Your task
Give back the full listing that follows exactly as it reads.

Dataset records START

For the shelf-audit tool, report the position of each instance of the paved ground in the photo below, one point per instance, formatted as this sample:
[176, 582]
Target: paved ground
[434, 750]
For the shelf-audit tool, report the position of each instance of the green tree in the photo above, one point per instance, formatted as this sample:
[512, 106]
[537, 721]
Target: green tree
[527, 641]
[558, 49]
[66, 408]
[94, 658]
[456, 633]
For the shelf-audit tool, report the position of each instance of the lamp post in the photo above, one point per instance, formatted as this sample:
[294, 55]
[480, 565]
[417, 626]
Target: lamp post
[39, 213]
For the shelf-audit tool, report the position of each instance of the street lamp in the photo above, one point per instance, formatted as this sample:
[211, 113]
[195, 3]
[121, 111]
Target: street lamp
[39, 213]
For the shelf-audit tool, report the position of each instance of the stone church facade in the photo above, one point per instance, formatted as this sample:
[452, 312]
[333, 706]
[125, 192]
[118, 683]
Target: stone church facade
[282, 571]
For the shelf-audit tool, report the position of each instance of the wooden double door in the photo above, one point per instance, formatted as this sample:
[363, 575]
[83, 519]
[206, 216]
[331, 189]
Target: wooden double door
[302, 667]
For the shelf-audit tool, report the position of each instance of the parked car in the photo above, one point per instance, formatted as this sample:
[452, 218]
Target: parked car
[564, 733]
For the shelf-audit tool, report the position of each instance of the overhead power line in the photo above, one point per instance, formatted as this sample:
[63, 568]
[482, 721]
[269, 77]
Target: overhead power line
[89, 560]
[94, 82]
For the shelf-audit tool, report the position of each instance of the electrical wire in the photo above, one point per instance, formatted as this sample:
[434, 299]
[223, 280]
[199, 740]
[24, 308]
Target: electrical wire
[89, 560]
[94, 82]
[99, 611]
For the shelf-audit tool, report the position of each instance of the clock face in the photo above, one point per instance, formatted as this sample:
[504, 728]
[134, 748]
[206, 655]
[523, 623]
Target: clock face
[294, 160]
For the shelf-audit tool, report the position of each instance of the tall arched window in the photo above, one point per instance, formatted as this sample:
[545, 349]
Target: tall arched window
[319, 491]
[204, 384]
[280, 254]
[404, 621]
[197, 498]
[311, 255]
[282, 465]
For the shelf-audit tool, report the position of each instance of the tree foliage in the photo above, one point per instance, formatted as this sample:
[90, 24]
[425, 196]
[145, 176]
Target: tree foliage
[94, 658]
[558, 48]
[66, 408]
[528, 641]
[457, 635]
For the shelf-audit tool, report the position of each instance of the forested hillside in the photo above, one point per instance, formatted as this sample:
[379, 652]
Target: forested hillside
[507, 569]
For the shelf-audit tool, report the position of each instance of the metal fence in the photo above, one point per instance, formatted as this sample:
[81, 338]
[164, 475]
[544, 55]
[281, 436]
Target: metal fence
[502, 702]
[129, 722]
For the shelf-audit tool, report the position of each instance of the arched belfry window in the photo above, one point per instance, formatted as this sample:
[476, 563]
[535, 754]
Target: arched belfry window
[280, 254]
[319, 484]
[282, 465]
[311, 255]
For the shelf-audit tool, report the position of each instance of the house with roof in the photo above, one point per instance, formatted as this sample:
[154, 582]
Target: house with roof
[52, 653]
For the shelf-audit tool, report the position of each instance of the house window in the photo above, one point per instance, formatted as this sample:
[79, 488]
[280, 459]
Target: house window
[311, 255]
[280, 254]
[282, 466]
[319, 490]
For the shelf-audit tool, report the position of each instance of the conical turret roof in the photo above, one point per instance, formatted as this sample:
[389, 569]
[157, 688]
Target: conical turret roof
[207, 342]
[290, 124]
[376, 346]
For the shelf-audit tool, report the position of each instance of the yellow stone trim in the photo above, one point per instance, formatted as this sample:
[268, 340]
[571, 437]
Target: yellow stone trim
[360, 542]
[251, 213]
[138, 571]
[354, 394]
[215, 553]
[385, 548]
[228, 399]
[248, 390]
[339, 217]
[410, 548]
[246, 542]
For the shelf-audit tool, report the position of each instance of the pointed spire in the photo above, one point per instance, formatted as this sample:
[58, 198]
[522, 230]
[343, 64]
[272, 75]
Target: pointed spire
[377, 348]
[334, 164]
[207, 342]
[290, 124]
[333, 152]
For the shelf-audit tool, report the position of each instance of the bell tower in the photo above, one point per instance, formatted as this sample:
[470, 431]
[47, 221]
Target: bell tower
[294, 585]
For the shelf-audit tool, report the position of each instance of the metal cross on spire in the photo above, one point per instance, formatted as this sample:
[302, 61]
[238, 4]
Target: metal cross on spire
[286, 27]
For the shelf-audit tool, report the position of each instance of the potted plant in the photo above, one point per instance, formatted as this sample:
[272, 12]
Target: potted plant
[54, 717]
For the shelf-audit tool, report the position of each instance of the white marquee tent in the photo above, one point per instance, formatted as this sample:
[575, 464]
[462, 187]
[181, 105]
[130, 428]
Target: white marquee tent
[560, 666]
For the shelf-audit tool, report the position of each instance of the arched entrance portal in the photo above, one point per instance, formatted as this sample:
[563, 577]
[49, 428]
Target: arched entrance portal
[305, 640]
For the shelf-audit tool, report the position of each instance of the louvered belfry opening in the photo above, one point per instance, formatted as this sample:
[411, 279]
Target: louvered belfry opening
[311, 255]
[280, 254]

Dataset records END

Answer area
For the shelf-audit tool, report the position of each instance of the paved ground in the photo below, one point per instance, formatted as this sample:
[176, 582]
Target: paved ground
[434, 750]
For the shelf-audit tool, report the position of each instance of the green tree in the photo above, one point per instance, formatted as this sample:
[512, 106]
[537, 721]
Target: green tree
[527, 641]
[558, 49]
[66, 408]
[94, 658]
[456, 633]
For the shelf-audit tool, report the position of each instance of the lamp post in the photo above, one point per instance, formatted as this sample:
[294, 55]
[480, 565]
[417, 626]
Target: lamp post
[39, 213]
For the shelf-audit tool, report the position of each instance of the street lamp in the photo above, one point per instance, formatted as this sample:
[211, 113]
[195, 3]
[121, 111]
Target: street lamp
[39, 213]
For the shelf-audit tool, report the position of each instance of the stone church facade in the photo above, one point per instance, formatted as this sample:
[452, 312]
[333, 706]
[125, 192]
[118, 683]
Target: stone church facade
[282, 571]
For the shelf-audit tool, report the position of each instance of the wooden double door in the photo above, one point per instance, formatted as this sample:
[363, 575]
[83, 519]
[206, 216]
[331, 189]
Target: wooden double door
[302, 667]
For the shelf-audit tool, report the position of each instance of the parked car in the photo above, one point per instance, formatted as this sample:
[452, 218]
Target: parked car
[564, 733]
For the shelf-audit tool, report the position of each instance of the overhead power line in the photo above, one point per instance, formatted as this sample:
[63, 568]
[482, 721]
[269, 77]
Target: overhead power line
[89, 560]
[94, 82]
For the shelf-audit tool, report the position of each instance of the electrical wire in the photo above, one point per instance, formatted as this sample:
[434, 299]
[223, 280]
[199, 740]
[24, 308]
Target: electrical wire
[89, 560]
[94, 82]
[99, 611]
For the shelf-audit tool, report the position of each instance of the clock face in the photo above, one point per instance, formatted as this sample:
[504, 728]
[134, 748]
[206, 655]
[523, 623]
Target: clock face
[294, 160]
For the shelf-audit tool, report the position of each instance of the tall arched window in the photo above, one point per instance, formatted as this sample:
[545, 349]
Target: tall arched window
[319, 491]
[204, 384]
[280, 254]
[404, 621]
[197, 498]
[311, 255]
[282, 465]
For the shelf-audit tool, report the position of each instance of the tree foliage in the photo above, one point per instance, formatted as this sample:
[90, 24]
[425, 196]
[145, 176]
Target: tree foliage
[94, 658]
[558, 48]
[66, 408]
[528, 641]
[457, 635]
For the shelf-audit tool, report the position of each instance of the forested hillside in the photo above, one point per instance, formatted as this sample:
[379, 652]
Target: forested hillside
[507, 569]
For the shelf-audit tool, report the position of each instance of the metal fence in the photo above, one point per instance, formatted as this sample:
[81, 338]
[164, 475]
[544, 55]
[281, 436]
Target: metal fence
[502, 702]
[129, 722]
For the shelf-audit tool, report the position of each instance of the arched belfry window in the photo above, one point per instance, formatted as this sample:
[476, 563]
[535, 754]
Target: arched belfry window
[280, 254]
[319, 484]
[282, 465]
[311, 255]
For the shelf-audit tool, report the position of each instance of the house with roof in the photo above, one point per instance, formatted as this sample:
[154, 582]
Target: house with roof
[52, 653]
For the shelf-audit tool, report the position of each instance of the house window in the photo above, one point per instance, formatted as this sample:
[79, 488]
[280, 459]
Target: house window
[311, 255]
[280, 254]
[282, 466]
[319, 490]
For the shelf-audit tool, report the position of each instance of the conical turret roof in the photo above, one point per instance, formatted as this sample:
[389, 569]
[157, 688]
Target: conical turret roof
[207, 342]
[290, 124]
[376, 346]
For the shelf-audit tool, report the position of each instance of the yellow stone trim in the photo above, one point per instance, formatted as this sample:
[268, 340]
[571, 437]
Target: yellow stone trim
[360, 542]
[251, 213]
[138, 571]
[354, 394]
[215, 553]
[385, 548]
[228, 399]
[248, 390]
[339, 217]
[410, 548]
[246, 542]
For the shelf-audit tool, report the position of each instance of the pointed spire in the photo above, one point per instance, formatted as this sample:
[58, 198]
[522, 230]
[343, 64]
[272, 75]
Target: pointed spire
[377, 348]
[334, 164]
[207, 342]
[290, 124]
[333, 152]
For the shelf-audit tool, report the position of each instance of the bell tower in the photo above, one point per instance, formatted as this sample:
[470, 431]
[47, 221]
Target: bell tower
[294, 585]
For the shelf-audit tool, report the position of each instance of the metal cross on spire in the photo above, one point per instance, formatted as this sample:
[302, 61]
[238, 4]
Target: metal cross on spire
[286, 27]
For the shelf-audit tool, report the position of each instance of the potted plant in the photo above, one point per instance, formatted as this sample:
[272, 12]
Target: potted plant
[54, 717]
For the shelf-audit tool, report the position of each instance of the white marquee tent in the photo above, one point per instance, formatted as this sample:
[575, 464]
[462, 187]
[181, 105]
[130, 428]
Target: white marquee tent
[560, 666]
For the shelf-audit tool, report the position of each instance of the arched entrance portal in the photo above, one point per instance, formatted as this sample:
[563, 577]
[49, 428]
Target: arched entrance portal
[305, 640]
For the shelf-audit tool, report the position of each instance of the louvered belfry opening in the photo above, one point per instance, formatted as this sample:
[411, 279]
Target: louvered belfry opening
[311, 255]
[280, 254]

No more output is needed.